RでMXNet(4)

Kaggleの「Dogs vs. Cats」をやってみる。
こちらを参考にさせて頂いた。

  • train.zip(25000枚のjpeg画像)をダウンロードして解凍。
  • 猫、犬の画像をそれぞれcatフォルダ、dogフォルダに分ける。

データの準備

library(EBImage)

#jpeg画像を配列に変換
x_train <- array(0, c(56, 56, 3, 25000))

path <- "D:/rworks/dogcat/train/cat/"
setwd(path)
files_cat <- list.files()

for (i in 1:12500) {
    img <- readImage(files_cat[i])
    resize <- resize(img, w = 56, h = 56)
    x_train[,,,i] <- resize@.Data
}

path <- "D:/rworks/dogcat/train/dog/"
setwd(path)
files_dog <- list.files()

for (i in 1:12500) {
    img <- readImage(files_dog[i])
    resize <- resize(img, w = 56, h = 56)
    x_train[,,, 12500 + i] <- resize@.Data
}

#答え(Cat:0,Dog:1)
t_train <- c(rep(0, 12500), rep(1, 12500))

#25000のうち22500を訓練データにして残りをテストデータにする
sampling <- sample(25000, 22500)
x_train_mini <- x_train[,,, sampling]
t_train_mini <- t_train[sampling]
x_test_mini <- x_train[,,, - sampling]
t_test_mini <- t_train[-sampling]

ニューラルネットワークの構築

library(mxnet)

mydata <- mx.symbol.Variable("data")

conv1 <- mx.symbol.Convolution(
    data = mydata,
    kernel = c(3, 3),
    num_filter = 32)

act1 <- mx.symbol.Activation(data = conv1, act_type = "relu")

pool1 <- mx.symbol.Pooling(
    data = act1,
    pool_type = "max",
    kernel = c(2, 2),
    stride = c(2, 2))

conv2 <- mx.symbol.Convolution(
    data = pool1,
    kernel = c(3, 3),
    num_filter = 64)

act2 <- mx.symbol.Activation(data = conv2, act_type = "relu")

pool2 <- mx.symbol.Pooling(
    data = act2,
    pool_type = "max",
    kernel = c(2, 2),
    stride = c(2, 2))

fc1 <- mx.symbol.FullyConnected(data = pool2, num_hidden = 200)

drop1 <- mx.symbol.Dropout(data=fc1)

act3 <- mx.symbol.Activation(data = drop1, act_type = "relu")

fc2 <- mx.symbol.FullyConnected(data = act3, num_hidden = 2)

> 作業指示:
#1 上のRとMXNetの記事では、25000枚の画像のうち何枚を訓練データにしていますか。
#2 上のRとMXNetの記事を引き継ぎ、fc2の定義の後から書き進めてください。

> 保存データ:
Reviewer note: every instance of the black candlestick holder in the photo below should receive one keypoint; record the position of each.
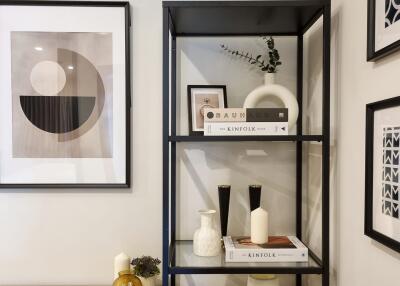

> 解答一覧:
#1 22500枚を訓練データにし、残りをテストデータにしています。

#2
drop2 <- mx.symbol.Dropout(data = fc2)

softmax <- mx.symbol.SoftmaxOutput(data = drop2)

mx.set.seed(1)

model <- mx.model.FeedForward.create(
    softmax, X = x_train_mini,
    y = t_train_mini,
    ctx = mx.cpu(),
    num.round = 30,
    array.batch.size = 100,
    optimizer = "adam",
    eval.metric = mx.metric.accuracy,
    initializer = mx.init.Xavier(factor_type = "in", rnd_type = "gaussian", magnitude = 2),
    eval.data = list(data = x_test_mini, label = t_test_mini),
    array.layout = "auto")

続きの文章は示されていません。